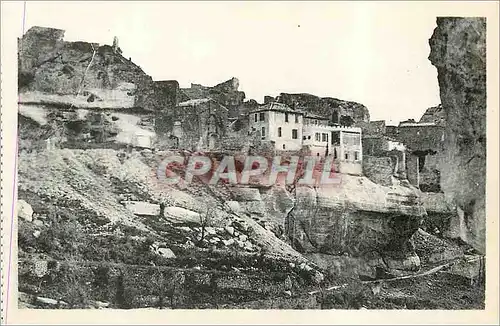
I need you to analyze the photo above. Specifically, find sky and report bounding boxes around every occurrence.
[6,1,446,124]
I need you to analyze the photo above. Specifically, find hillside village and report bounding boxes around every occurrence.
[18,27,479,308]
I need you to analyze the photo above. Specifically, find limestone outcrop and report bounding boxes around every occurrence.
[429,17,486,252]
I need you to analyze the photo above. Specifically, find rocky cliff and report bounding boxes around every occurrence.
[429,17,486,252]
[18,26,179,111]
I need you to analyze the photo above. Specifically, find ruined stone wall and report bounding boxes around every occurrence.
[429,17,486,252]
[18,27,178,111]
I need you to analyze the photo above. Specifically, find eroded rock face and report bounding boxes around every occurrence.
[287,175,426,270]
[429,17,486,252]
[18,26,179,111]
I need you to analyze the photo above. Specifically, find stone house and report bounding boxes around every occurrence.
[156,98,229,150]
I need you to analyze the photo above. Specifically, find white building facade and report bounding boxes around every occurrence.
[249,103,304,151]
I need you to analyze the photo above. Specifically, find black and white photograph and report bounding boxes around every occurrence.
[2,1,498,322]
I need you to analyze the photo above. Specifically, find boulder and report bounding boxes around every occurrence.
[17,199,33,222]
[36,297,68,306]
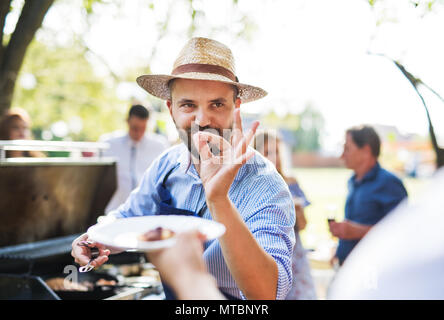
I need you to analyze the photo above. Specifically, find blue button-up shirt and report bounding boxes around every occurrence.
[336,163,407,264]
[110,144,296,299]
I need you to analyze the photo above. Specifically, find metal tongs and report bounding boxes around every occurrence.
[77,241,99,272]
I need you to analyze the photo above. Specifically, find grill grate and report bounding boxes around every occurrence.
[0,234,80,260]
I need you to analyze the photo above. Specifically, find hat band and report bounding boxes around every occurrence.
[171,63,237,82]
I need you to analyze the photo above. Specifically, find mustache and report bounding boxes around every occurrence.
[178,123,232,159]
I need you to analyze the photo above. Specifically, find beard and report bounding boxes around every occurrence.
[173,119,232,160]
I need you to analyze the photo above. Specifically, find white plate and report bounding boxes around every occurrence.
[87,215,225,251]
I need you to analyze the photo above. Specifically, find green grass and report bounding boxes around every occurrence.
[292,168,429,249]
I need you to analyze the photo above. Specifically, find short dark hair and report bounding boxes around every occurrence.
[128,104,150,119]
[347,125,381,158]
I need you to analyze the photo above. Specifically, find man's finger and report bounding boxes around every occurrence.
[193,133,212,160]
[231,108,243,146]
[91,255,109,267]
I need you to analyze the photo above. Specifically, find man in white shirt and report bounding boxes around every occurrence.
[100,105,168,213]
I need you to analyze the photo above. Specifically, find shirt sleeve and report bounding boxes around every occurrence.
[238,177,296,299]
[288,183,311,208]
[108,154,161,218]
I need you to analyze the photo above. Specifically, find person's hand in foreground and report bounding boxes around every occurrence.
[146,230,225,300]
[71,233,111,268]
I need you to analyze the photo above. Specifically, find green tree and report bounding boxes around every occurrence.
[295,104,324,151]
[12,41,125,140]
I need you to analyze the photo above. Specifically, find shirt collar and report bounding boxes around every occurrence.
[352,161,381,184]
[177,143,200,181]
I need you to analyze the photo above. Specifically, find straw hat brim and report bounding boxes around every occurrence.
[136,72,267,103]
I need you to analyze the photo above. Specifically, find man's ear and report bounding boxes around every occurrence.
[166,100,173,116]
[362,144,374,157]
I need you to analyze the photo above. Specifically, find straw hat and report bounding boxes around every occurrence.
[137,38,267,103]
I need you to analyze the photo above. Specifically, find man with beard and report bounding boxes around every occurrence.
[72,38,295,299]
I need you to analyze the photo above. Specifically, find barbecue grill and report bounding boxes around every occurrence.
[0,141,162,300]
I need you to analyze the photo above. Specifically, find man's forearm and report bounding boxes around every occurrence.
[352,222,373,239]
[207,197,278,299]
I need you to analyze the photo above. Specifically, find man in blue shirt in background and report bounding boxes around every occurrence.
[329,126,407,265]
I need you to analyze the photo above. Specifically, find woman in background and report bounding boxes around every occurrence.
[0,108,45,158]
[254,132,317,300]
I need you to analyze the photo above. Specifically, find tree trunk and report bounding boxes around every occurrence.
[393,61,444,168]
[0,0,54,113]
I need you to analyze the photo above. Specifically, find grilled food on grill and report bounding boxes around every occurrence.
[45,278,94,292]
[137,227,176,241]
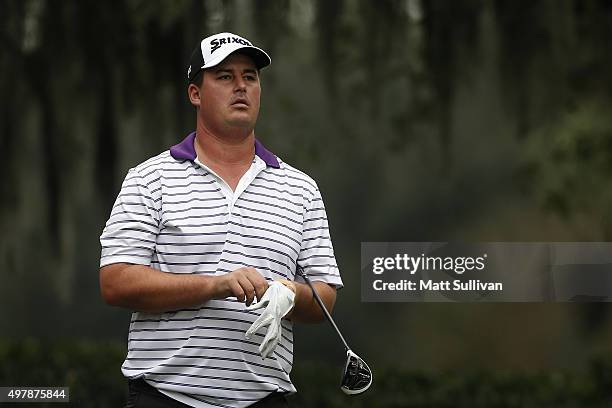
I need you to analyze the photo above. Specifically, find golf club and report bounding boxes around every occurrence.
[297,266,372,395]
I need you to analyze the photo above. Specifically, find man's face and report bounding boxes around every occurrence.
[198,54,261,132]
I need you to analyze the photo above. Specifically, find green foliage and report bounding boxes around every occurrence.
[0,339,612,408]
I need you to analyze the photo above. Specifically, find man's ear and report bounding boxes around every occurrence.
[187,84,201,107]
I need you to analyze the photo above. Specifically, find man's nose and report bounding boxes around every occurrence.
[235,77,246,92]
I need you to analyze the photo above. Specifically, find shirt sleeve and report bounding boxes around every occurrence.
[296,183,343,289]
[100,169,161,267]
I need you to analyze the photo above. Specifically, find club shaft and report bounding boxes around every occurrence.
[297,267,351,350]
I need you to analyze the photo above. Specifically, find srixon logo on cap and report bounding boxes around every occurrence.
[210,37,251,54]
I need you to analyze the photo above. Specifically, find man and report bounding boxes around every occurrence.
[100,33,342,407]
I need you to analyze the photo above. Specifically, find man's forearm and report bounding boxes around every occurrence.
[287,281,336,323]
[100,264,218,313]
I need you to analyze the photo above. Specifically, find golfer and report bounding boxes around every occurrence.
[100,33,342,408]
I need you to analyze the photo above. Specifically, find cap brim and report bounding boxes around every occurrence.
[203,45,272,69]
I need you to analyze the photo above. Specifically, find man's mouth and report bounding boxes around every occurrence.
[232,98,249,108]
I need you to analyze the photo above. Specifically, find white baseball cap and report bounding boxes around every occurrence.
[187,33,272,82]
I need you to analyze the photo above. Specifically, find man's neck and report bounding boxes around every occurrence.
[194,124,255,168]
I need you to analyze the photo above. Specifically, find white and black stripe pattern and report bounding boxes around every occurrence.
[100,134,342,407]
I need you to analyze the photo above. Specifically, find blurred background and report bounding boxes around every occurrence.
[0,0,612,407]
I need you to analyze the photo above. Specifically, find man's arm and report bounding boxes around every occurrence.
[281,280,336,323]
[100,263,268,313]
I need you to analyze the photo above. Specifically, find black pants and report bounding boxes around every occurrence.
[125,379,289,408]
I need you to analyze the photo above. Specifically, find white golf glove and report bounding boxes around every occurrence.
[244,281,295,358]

==

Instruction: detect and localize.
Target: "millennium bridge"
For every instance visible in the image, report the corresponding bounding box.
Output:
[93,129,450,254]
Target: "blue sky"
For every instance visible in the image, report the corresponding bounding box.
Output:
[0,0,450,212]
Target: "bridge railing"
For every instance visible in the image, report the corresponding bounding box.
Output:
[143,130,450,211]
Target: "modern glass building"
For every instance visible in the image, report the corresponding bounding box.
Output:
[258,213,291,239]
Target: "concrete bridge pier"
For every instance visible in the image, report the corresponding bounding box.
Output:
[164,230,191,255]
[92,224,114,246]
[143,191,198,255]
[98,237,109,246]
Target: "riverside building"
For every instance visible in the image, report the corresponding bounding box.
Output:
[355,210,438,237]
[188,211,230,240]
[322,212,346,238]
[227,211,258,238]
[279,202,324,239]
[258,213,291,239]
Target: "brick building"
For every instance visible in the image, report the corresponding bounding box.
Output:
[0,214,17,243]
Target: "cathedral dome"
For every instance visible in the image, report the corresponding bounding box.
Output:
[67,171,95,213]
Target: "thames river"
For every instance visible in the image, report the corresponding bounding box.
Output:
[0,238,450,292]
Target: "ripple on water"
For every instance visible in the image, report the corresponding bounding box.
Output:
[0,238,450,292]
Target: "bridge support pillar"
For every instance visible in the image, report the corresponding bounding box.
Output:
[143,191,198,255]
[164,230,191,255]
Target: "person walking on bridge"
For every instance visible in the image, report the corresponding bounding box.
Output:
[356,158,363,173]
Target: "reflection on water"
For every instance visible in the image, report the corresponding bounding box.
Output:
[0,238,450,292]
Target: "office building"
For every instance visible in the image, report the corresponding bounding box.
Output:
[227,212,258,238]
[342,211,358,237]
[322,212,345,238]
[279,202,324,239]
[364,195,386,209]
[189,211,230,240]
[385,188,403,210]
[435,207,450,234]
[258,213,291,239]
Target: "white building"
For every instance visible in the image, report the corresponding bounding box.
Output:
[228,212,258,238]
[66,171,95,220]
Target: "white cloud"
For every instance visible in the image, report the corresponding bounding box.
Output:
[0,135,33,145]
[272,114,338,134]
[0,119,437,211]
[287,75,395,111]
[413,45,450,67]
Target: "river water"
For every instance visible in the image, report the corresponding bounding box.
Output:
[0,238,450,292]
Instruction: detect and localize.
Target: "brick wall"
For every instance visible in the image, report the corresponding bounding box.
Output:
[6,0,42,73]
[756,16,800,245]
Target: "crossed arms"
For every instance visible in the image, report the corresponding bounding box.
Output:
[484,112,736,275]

• Uit te voeren:
Herschaal in de lijst de regels tussen die met "I need you to analyze the photo above. Specifically, find sky" en die met "[18,27,479,308]", beide inbegrepen, en geef alleen die regels opnieuw weer, met de verzoeken erbij. Vermenigvuldig daarbij elke coördinaat van de kaders in de antwoorden met 0,25 en rond af op hele getallen, halven naar boven.

• Schriftelijk antwoord:
I need you to analyze the photo above. Specifically, find sky and report bounding boxes around every occurrence.
[2,0,112,31]
I need you to analyze the photo above. Specifically, find hillside village and report bounding boxes around every occurrence.
[5,7,120,77]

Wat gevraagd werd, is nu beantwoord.